## Objetivo A
Expresse como uma lista JSON de strings, uma para cada linha e sem as linhas em branco, o trecho dos registros que começa na linha que contém "trace --target air" e vai até o fim dos registros, incluindo as duas extremidades.

## Texto citado
Mr Slang e o Brasil - Monteiro Lobato

Coloquei este livro, na verdade uma coleção de crônicas e artigos sobre um inglês imaginário da Tijuca, entre os DEZ livros mais importantes para se conhecer o Brasil, como escrevi neste artigo mais completo: 

2987. “Dez obras para melhor entender os problemas do Brasil”, Brasília, 31 maio 2016, 20 p. Contribuição a pedido de Rodrigo da Silva. Publicado em Spotniks (06/06/2016; link: http://spotniks.com/dez-obras-que-voce-precisa-ler-para-entender-melhor-os-problemas-do-brasil/); divulgado no blog Diplomatizzando (12/01/2017; link: http://diplomatizzando.blogspot.com.br/2017/01/livros-dez-obras-para-entender-o-brasil.html).

Transcrevo aqui essa parte sobre esse livro de Lobato, "conversando" com Mr. Slang.

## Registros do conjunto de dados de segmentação
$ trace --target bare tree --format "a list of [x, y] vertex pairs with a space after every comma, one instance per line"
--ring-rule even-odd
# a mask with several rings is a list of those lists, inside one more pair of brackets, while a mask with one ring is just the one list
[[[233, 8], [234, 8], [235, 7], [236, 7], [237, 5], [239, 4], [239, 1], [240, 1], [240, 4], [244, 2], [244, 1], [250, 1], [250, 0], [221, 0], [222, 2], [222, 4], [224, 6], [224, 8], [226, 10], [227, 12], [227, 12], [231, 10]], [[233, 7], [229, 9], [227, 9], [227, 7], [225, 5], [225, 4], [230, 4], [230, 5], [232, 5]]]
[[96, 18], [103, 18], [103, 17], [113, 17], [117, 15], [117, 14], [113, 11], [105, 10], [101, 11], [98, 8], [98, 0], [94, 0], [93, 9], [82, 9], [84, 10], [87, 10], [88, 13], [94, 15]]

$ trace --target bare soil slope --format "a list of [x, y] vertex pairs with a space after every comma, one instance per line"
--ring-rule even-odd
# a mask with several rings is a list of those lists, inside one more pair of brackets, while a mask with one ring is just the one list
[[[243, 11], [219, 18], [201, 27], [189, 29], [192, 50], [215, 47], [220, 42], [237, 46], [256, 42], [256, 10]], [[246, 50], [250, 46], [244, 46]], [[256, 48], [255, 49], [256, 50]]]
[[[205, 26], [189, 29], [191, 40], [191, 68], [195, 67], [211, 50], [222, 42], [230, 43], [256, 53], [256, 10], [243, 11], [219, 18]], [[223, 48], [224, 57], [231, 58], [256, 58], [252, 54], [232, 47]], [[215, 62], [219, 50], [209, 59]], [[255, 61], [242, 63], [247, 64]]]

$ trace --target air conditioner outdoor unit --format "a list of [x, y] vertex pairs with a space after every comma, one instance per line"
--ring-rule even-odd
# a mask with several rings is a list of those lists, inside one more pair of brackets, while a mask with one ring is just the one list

## Objetivo B
No texto sobre Mr Slang e o Brasil, de quem tratam as crônicas e os artigos reunidos no livro?

## Resposta completa A
[
  "$ trace --target air conditioner outdoor unit --format \"a list of [x, y] vertex pairs with a space after every comma, one instance per line\"",
  "--ring-rule even-odd",
  "# a mask with several rings is a list of those lists, inside one more pair of brackets, while a mask with one ring is just the one list"
]

## Resposta completa B
De um inglês imaginário da Tijuca.